#### PROBLEM TO SOLVE
Rewrite every item with "For the benchmark" changed to "For the evaluation" and everything else left as it is. Omit the pictures.

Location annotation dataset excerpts
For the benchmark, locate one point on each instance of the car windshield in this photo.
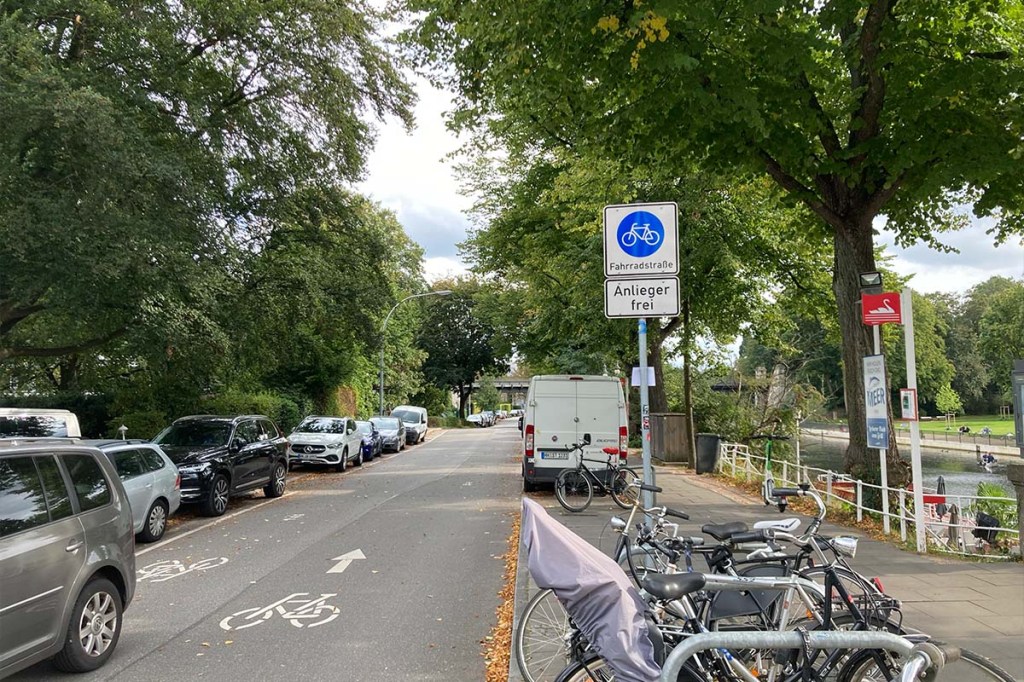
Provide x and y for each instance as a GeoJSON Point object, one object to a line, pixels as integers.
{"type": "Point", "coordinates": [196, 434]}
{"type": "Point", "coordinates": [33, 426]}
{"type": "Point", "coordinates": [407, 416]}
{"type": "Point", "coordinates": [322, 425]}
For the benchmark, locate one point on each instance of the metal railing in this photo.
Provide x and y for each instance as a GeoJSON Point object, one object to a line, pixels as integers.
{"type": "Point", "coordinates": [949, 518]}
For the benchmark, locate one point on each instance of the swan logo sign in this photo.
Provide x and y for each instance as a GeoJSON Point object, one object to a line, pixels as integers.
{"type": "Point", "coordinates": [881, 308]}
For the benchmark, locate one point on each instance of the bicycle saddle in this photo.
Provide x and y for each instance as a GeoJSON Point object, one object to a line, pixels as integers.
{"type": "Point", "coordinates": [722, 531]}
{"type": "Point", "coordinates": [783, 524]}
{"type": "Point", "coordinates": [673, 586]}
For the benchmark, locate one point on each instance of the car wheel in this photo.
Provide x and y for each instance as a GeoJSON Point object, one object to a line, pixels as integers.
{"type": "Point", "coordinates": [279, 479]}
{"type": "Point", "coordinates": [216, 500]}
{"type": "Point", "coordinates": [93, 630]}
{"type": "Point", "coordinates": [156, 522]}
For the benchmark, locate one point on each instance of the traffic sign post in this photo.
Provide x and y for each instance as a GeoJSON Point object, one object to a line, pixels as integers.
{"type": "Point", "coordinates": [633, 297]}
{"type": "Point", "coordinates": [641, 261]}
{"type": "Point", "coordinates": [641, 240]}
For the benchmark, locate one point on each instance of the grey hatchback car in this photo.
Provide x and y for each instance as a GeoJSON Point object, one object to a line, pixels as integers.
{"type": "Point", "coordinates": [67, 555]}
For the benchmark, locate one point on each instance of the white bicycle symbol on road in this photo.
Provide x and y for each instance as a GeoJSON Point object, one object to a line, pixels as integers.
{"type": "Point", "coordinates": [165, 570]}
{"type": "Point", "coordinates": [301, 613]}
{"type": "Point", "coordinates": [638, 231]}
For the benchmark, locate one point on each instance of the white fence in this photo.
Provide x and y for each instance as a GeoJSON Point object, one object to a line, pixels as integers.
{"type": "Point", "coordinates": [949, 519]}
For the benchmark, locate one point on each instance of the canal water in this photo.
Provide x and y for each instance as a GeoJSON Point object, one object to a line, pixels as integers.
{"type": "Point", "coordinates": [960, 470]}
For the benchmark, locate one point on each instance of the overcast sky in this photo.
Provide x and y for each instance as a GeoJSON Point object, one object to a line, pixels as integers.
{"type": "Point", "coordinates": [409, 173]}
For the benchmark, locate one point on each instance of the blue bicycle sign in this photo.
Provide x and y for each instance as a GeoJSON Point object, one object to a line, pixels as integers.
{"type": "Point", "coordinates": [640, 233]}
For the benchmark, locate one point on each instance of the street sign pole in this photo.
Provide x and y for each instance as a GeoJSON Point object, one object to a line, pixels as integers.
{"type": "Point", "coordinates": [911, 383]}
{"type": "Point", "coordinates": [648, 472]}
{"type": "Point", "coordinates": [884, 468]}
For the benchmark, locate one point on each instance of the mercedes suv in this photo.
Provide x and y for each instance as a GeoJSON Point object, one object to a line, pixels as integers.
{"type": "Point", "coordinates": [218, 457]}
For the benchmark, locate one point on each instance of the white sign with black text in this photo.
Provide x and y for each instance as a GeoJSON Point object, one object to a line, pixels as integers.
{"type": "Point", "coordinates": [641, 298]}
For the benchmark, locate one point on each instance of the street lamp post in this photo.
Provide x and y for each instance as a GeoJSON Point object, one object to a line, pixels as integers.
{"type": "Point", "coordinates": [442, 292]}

#### ANSWER TO THE TASK
For the evaluation, locate one point on each instance of the car windshield in this photo.
Provide x and y for each instance as a GeoJSON Point object, one object to a line, pixels as integers.
{"type": "Point", "coordinates": [196, 434]}
{"type": "Point", "coordinates": [33, 426]}
{"type": "Point", "coordinates": [407, 416]}
{"type": "Point", "coordinates": [322, 425]}
For the evaluation, locate one point on each instance of the metal railing in this photo.
Provide x and y for each instance as a GeoJSON Point object, one object to a line, pixels as integers.
{"type": "Point", "coordinates": [949, 518]}
For the evaluation, locate one point on each instance of the swan logo sign in this photo.
Provide x and y for each instance as a GeoJSON Point object, one object to a line, pixels as integers.
{"type": "Point", "coordinates": [881, 308]}
For the evaluation, locate one point on each instance of the bicycle saddle in this photo.
Provide x and y for each instance as a GeoJSON Point object, one object to a line, pixels as integers.
{"type": "Point", "coordinates": [722, 531]}
{"type": "Point", "coordinates": [783, 524]}
{"type": "Point", "coordinates": [673, 586]}
For the evaluation, locate one point on each instance of the car wheel in this photo.
Provide x and y for each instance as a GeoJSON Point object, one object to a line, pixels as integers.
{"type": "Point", "coordinates": [279, 479]}
{"type": "Point", "coordinates": [216, 500]}
{"type": "Point", "coordinates": [93, 630]}
{"type": "Point", "coordinates": [156, 522]}
For the evaluation, locate one point on each instance of the traffic sign post in this photo.
Provide x and y for each instance as a GeoJSON Point object, one object to a line, pixels as integers.
{"type": "Point", "coordinates": [633, 297]}
{"type": "Point", "coordinates": [641, 261]}
{"type": "Point", "coordinates": [641, 240]}
For the evaluation, locate one point on each instance of the grey hatchback car in this photo.
Provide x and y for each instance as a GeoJSON Point object, one object to a line, pixels as integers.
{"type": "Point", "coordinates": [67, 555]}
For the evaluation, locate one point on each instance of the white bicycle symbol on road in this photo.
Provide x and y for each instance as a GeoJSON Point object, one object to a line, pixels as integers.
{"type": "Point", "coordinates": [165, 570]}
{"type": "Point", "coordinates": [301, 613]}
{"type": "Point", "coordinates": [638, 231]}
For the evaluation, locate one point on each instance of the white fence in this photo.
Provide x and y for each instance as a GeoJSON Point object, one object to a line, pixels as integers.
{"type": "Point", "coordinates": [949, 519]}
For the evaluation, locate one point on each instance of the canal water in this photo.
Provide x and y for each instance as a GeoJSON Point object, one object to a line, pixels as integers.
{"type": "Point", "coordinates": [960, 470]}
For the evaluation, locate one point on each instance of the overcast sky in this photo.
Provide x and y for each instance as a GeoJSON Point object, one object to a line, pixels as integers.
{"type": "Point", "coordinates": [409, 173]}
For the evaluation, locate one point on each instance of the blue bicycle sign in this photo.
Provide x and y for each instance as a GeoJSON Point object, one object to a line, pixels as integers.
{"type": "Point", "coordinates": [640, 233]}
For the evaluation, locate one point on each instance of the street sign pole in this photo.
Provide x and y for each instance as a GeoJSON Point object, one object to a line, pixels as integers.
{"type": "Point", "coordinates": [911, 383]}
{"type": "Point", "coordinates": [648, 472]}
{"type": "Point", "coordinates": [884, 468]}
For the evaluation, locate one point on each instance of the mercedes suv in this photo.
Provide x and y for each instance as a GeoJSON Point object, one object to a line, pixels as integers.
{"type": "Point", "coordinates": [218, 457]}
For the evaluation, locate one point on each instance of the white sign with black text in this photo.
Provide x and y for each instance as a GeoJSON Point object, one object to a line, pixels as integers.
{"type": "Point", "coordinates": [641, 298]}
For the evaluation, locate one point on each instance of the street lamp post in this photo.
Provide x and y for each instance as a GeoJSON Point object, one object to a line, pixels as integers.
{"type": "Point", "coordinates": [442, 292]}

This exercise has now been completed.